Exercise task – Extract the full listing below without altering a single character.

Data excerpts –
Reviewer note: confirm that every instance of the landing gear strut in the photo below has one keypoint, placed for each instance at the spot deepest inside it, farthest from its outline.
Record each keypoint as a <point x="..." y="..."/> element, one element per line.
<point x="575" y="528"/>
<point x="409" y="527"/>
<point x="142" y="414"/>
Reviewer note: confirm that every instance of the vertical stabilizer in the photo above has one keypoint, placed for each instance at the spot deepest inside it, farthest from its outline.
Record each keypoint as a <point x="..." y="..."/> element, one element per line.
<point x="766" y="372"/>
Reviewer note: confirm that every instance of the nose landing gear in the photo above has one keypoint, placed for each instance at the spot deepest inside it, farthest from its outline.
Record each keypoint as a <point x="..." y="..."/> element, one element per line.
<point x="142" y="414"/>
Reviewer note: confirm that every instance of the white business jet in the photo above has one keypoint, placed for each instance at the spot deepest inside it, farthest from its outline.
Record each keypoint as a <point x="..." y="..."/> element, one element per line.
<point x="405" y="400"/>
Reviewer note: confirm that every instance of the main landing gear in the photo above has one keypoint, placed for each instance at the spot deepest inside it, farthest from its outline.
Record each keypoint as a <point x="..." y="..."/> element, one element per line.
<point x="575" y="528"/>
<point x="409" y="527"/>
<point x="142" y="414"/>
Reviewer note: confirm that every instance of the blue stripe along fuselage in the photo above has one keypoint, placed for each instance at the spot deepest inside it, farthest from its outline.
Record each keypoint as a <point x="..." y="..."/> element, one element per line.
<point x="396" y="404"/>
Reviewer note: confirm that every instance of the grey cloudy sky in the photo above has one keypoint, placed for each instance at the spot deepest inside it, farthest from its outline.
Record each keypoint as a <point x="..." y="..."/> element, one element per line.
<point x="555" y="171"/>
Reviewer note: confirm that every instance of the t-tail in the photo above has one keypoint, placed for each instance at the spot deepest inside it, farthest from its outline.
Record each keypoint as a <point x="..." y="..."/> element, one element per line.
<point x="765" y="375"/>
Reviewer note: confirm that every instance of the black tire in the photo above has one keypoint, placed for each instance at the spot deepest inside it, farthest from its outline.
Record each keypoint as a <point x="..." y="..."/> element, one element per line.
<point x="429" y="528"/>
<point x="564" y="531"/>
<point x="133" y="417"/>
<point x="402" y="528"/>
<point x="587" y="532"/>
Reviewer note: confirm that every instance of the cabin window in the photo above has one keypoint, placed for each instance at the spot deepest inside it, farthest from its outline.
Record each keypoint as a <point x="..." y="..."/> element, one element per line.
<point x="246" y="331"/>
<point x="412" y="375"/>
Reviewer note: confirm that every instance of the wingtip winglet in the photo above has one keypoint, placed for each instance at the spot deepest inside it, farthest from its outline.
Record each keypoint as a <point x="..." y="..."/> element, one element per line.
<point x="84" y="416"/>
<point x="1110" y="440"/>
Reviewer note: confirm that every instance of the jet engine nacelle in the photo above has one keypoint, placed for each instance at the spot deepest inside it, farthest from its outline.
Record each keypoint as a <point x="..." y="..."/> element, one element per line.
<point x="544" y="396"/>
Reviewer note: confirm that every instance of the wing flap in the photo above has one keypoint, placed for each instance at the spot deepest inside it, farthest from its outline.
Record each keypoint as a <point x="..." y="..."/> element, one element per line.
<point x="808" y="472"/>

Solution –
Reviewer note: confirm that every instance of the landing gear strut in the photo below has one keypoint, placed for each instance at the spot deepest inside it, farthest from its outline.
Record each keypoint as a <point x="..." y="..."/> element, one element per line.
<point x="575" y="528"/>
<point x="409" y="527"/>
<point x="142" y="414"/>
Reviewer note: confirm that every instance of the vertical stabilizer in the photo above has one keypoint, placed for each instance at the spot deepest inside it, farthest from its outline.
Record each keypoint as a <point x="..." y="..."/> element, one element per line.
<point x="766" y="372"/>
Reviewer note: confirm that every instance of the nose landing gear in the photo above has one keypoint, placed for each instance at the spot deepest inside it, farthest from its outline.
Record each keypoint as a <point x="..." y="..."/> element, one element per line.
<point x="142" y="414"/>
Reviewer note: confirm that every instance of the white business jet in the photo above has one keypoint, placed for each instance at the spot deepest inside it, farthest from its outline.
Record each keypoint as a <point x="..." y="..."/> element, one element per line.
<point x="405" y="400"/>
Reviewer note: confirm that every instance of the main landing gear in the photo above has one keypoint, placed for each instance at the spot deepest inside it, farthest from its outline.
Record each keypoint as a <point x="..." y="..."/> element, one element per line.
<point x="575" y="528"/>
<point x="409" y="527"/>
<point x="142" y="414"/>
Reviewer note: confirm that every instance of the blue stripe along fuselage in the photo above has one keypoint, placed for each instance at the spot deepest inside it, farthest from its outline.
Record each keypoint as a <point x="..." y="..."/> element, one element per line.
<point x="396" y="404"/>
Reviewer note: confirm that every instance of the grey cloudy sky in the photo above has one keypoint, placed for each instance at the spot deepest inside it, farthest from its outline.
Record each keypoint as a <point x="..." y="..."/> element, one element per line.
<point x="555" y="171"/>
Reviewer note: confirm that every instance of the t-tail in the photo above has one keypoint, placed for each instance at the spot deepest inside it, farthest from its outline.
Record each keypoint as a <point x="..." y="..."/> element, one element per line.
<point x="765" y="375"/>
Reviewer note: confirm that every instance of the black tire in the photo above has one keypoint, placed for each instance at the spot deepest inside it, farthest from its outline.
Record each keypoint as a <point x="..." y="..."/> element, one element per line.
<point x="429" y="528"/>
<point x="564" y="531"/>
<point x="133" y="417"/>
<point x="402" y="528"/>
<point x="587" y="532"/>
Reviewer note: confirm that every instance of the cabin window in the photo above has one keypoint, placed for each instance at the spot deepest inside it, farthest from its outline.
Record each keypoint as a <point x="..." y="..."/> element, one element per line.
<point x="246" y="331"/>
<point x="412" y="375"/>
Reviewer note: confirm that every instance of the wingtip winglet in the photo above has one keypoint, placed for each instance at the spot deepest inside it, farthest from its outline.
Record each keypoint as a <point x="..." y="..."/> element, one element per line.
<point x="84" y="416"/>
<point x="1110" y="440"/>
Reviewer note: confirm that every instance of the jet engine nacelle in the photo above has one keypoint, placed for each instance at the spot deepest inside it, farthest from its outline.
Record each keypoint as a <point x="..." y="..."/> element, one element per line.
<point x="544" y="396"/>
Reviewer note: confirm that every instance of the wing flap in the photo above has one keypoint, placed for each instance at the spot deepest inside it, farthest from its outline.
Record each keypoint as a <point x="..." y="..."/> element, one element per line.
<point x="808" y="472"/>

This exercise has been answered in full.